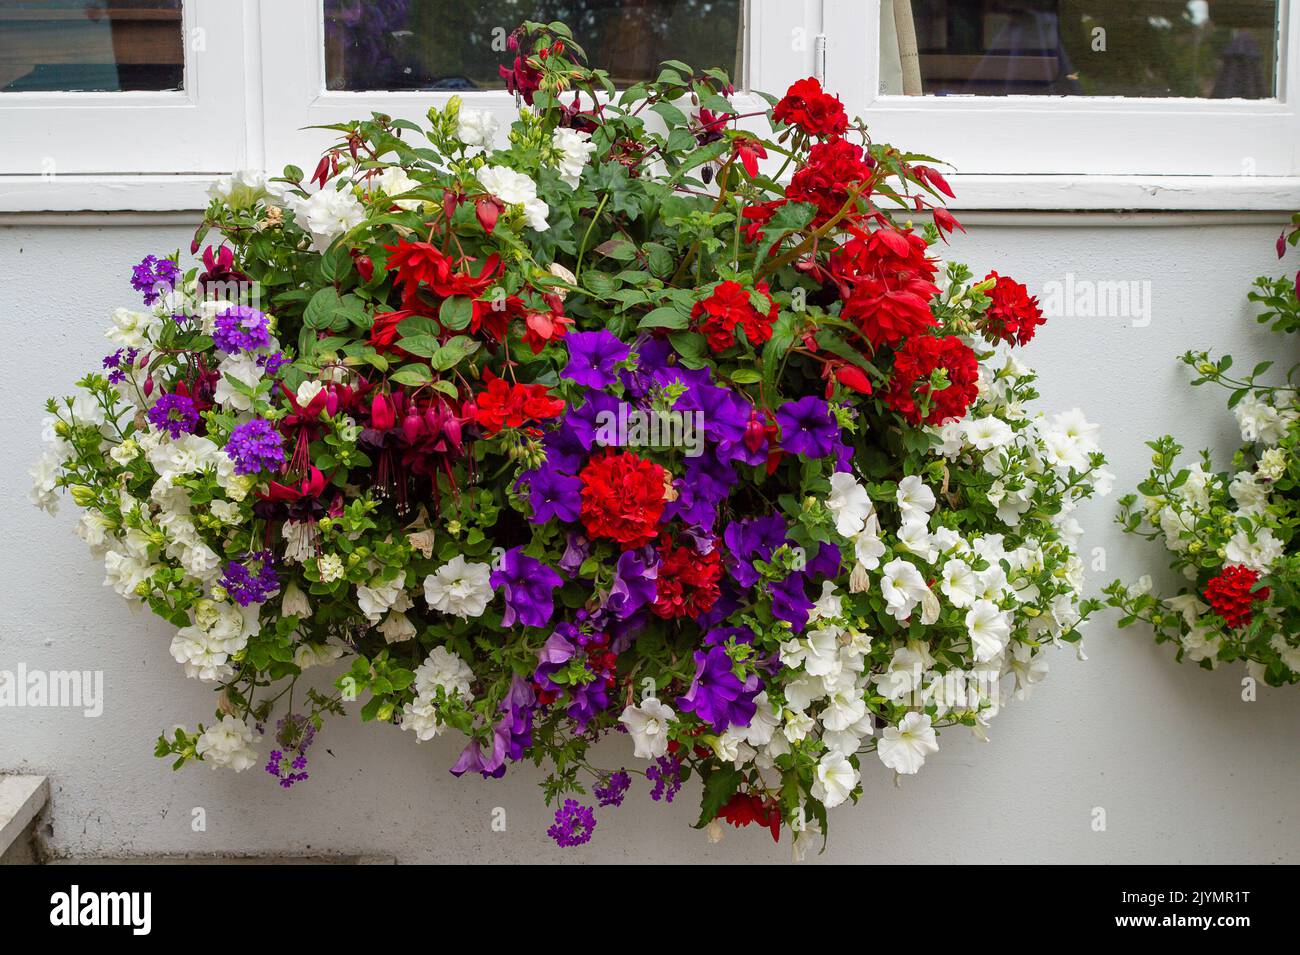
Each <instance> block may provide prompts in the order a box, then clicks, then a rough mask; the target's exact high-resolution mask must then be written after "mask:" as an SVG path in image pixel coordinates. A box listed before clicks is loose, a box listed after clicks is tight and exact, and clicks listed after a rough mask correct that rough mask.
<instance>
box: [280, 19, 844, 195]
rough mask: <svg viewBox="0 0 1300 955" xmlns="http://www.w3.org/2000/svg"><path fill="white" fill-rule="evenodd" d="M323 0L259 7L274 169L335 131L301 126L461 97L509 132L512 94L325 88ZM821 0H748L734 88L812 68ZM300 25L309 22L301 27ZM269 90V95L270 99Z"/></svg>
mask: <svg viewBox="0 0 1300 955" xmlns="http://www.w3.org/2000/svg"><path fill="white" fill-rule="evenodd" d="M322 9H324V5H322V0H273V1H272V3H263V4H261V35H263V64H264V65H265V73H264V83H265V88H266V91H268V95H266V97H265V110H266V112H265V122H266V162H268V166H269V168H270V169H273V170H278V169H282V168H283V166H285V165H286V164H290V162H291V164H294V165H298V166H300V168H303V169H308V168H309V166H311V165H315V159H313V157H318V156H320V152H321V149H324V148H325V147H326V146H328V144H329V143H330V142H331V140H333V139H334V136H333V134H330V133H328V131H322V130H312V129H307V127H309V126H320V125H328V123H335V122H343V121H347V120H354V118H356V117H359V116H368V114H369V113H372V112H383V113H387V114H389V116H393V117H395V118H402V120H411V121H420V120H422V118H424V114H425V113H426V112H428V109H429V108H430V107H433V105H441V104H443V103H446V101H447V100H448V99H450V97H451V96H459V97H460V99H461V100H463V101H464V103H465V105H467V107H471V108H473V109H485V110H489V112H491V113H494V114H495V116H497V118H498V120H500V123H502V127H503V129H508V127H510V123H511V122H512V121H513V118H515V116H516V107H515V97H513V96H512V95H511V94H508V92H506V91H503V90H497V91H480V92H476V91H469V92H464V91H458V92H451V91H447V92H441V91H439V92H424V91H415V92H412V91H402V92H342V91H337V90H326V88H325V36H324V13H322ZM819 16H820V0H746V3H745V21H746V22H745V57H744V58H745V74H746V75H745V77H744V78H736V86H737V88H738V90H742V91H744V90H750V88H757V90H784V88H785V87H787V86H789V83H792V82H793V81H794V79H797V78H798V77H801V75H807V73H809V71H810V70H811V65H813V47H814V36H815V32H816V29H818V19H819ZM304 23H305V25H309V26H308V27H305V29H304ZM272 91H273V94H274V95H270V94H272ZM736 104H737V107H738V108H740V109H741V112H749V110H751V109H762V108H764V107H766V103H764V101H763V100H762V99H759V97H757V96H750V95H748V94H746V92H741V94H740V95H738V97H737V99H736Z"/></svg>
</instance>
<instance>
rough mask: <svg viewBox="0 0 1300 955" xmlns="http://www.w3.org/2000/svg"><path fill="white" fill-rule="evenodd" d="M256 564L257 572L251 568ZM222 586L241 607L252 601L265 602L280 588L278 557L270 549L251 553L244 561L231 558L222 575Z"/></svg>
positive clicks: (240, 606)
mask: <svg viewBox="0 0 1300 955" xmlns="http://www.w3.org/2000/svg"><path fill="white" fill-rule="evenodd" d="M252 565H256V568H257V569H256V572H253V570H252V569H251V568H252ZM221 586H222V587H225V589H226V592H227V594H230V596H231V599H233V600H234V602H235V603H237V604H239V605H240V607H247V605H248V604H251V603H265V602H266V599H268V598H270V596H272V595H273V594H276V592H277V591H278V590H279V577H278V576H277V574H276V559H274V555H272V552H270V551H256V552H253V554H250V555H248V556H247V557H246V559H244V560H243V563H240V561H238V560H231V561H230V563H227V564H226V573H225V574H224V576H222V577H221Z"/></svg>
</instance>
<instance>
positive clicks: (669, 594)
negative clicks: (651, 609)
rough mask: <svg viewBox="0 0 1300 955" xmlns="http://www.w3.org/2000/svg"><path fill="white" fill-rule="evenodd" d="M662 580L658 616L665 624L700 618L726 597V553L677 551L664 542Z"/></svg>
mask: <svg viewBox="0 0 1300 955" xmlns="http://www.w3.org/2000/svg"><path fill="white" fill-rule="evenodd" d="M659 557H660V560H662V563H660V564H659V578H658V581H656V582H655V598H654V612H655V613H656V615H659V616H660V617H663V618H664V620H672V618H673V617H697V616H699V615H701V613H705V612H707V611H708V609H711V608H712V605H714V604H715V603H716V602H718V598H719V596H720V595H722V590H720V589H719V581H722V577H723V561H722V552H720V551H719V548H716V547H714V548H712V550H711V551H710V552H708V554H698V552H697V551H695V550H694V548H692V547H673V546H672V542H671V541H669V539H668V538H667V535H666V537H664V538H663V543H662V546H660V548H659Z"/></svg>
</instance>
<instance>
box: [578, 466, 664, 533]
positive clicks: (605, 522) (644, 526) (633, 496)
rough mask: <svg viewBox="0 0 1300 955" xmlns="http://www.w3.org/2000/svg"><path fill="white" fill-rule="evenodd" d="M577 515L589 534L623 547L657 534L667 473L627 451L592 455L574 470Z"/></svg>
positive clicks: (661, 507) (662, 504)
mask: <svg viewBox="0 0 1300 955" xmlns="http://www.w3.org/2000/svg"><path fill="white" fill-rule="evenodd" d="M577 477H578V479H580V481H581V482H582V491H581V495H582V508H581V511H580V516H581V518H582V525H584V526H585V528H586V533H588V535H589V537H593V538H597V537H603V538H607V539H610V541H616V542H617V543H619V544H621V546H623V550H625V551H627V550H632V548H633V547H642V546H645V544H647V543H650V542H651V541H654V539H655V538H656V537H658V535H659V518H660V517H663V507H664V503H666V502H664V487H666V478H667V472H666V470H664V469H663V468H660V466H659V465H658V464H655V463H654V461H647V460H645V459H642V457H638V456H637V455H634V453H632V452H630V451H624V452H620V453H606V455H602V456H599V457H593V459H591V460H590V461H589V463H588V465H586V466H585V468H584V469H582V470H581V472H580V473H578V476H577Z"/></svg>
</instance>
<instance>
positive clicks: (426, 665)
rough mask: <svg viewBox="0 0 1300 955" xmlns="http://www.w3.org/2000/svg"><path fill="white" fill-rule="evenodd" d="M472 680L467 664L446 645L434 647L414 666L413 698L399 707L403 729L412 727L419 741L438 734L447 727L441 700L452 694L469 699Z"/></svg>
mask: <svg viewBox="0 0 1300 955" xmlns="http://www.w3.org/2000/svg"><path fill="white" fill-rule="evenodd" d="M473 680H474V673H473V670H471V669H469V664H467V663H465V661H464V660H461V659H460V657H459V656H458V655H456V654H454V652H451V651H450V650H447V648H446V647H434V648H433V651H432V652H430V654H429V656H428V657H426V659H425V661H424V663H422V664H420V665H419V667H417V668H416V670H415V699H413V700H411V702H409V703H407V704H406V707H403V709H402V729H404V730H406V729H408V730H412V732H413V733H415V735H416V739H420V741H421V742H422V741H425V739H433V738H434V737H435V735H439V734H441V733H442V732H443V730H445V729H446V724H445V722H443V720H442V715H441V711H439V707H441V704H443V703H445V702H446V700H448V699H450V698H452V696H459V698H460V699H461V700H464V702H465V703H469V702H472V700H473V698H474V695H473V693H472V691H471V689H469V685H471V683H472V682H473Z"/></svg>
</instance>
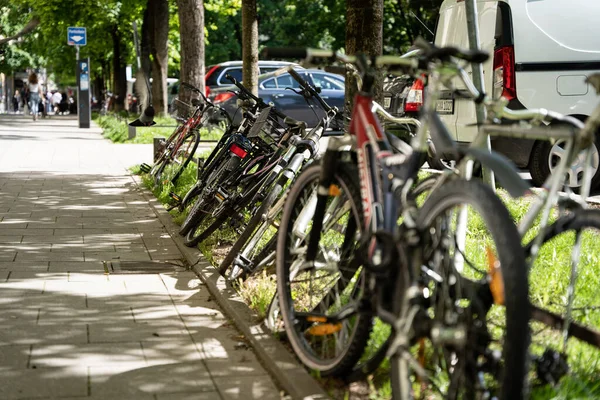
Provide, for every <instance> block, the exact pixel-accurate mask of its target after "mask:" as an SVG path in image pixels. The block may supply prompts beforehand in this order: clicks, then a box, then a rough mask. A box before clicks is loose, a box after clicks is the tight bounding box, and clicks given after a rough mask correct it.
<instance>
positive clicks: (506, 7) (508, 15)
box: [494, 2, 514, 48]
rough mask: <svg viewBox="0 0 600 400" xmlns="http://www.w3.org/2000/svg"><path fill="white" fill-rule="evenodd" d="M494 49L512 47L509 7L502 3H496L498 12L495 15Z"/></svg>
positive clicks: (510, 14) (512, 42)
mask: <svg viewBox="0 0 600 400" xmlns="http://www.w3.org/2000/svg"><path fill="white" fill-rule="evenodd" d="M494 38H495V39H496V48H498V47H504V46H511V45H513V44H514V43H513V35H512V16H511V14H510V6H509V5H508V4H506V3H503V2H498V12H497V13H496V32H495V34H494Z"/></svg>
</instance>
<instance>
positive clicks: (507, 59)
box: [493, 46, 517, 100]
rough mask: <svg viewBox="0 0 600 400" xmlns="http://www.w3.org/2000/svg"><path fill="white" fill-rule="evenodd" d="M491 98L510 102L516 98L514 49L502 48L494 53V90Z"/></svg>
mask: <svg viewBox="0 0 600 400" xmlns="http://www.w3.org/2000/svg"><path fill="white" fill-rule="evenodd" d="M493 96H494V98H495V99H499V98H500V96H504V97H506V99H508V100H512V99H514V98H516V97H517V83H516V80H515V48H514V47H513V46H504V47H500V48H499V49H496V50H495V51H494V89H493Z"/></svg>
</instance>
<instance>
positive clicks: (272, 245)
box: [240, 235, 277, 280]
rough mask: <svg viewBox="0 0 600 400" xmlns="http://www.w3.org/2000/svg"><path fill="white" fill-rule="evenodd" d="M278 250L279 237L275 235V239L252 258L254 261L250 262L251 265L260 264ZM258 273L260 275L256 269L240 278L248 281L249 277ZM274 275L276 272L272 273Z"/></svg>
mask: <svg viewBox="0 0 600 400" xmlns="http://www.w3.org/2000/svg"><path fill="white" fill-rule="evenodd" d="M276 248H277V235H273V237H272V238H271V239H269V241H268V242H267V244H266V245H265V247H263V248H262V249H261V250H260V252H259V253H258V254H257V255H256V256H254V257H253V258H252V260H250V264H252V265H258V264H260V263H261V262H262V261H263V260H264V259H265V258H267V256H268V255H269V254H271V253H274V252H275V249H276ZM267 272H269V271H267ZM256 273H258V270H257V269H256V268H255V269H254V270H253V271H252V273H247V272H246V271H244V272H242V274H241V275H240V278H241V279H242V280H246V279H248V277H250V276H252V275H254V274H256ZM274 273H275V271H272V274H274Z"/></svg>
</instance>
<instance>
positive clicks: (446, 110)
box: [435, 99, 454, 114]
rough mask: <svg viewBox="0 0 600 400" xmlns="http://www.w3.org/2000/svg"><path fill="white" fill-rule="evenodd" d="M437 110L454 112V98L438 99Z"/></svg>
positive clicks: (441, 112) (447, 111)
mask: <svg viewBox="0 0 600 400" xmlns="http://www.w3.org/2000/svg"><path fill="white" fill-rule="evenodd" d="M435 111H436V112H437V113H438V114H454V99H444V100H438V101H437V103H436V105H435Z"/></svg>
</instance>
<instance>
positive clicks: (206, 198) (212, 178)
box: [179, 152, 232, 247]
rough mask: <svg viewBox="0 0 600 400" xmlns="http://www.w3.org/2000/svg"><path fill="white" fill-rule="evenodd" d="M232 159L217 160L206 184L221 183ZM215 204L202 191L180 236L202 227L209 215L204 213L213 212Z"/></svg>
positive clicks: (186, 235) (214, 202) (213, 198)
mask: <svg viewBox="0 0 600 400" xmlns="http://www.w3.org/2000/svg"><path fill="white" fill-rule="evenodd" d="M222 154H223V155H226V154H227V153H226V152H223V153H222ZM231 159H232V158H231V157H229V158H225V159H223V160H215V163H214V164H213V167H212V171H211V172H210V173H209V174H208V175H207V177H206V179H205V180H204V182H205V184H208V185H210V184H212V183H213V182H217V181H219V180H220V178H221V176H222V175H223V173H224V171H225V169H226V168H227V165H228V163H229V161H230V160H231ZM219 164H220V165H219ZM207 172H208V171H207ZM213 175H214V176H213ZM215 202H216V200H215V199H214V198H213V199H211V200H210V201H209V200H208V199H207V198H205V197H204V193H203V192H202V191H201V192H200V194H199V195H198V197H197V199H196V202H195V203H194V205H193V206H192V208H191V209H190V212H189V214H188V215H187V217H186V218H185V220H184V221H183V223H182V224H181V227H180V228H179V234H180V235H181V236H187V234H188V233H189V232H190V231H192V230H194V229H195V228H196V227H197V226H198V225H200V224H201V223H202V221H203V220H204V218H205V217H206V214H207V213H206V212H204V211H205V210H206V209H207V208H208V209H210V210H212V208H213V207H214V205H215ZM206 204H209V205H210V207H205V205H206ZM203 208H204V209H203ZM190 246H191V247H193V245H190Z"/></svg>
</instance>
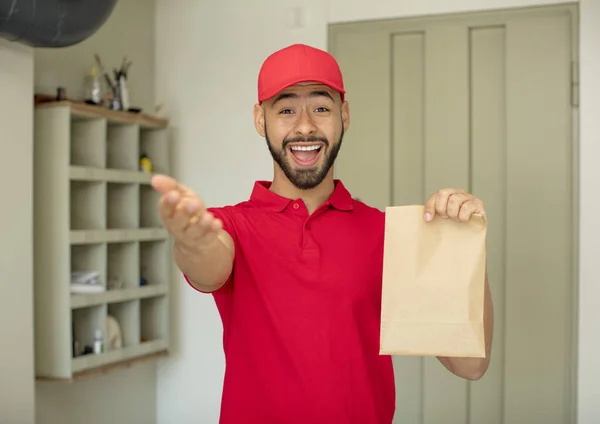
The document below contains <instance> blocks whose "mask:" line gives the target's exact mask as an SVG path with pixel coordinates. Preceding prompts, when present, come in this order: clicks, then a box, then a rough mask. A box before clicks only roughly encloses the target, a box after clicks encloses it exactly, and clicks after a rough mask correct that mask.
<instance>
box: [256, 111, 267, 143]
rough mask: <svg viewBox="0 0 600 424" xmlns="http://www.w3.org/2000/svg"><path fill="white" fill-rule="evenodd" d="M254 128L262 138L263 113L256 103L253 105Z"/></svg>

====

Task requirements: Could you rewrite the stretch of the records from the line containing "49L512 47L509 7L502" through the line containing "positive clicks: (510, 14) (512, 42)", replacing "rough mask" with "coarse mask" and leaving everything else unchanged? Return only those lines.

Task response:
coarse mask: <svg viewBox="0 0 600 400" xmlns="http://www.w3.org/2000/svg"><path fill="white" fill-rule="evenodd" d="M494 49L512 47L509 7L502 3H496L498 12L495 15Z"/></svg>
positive clicks: (510, 14) (512, 42)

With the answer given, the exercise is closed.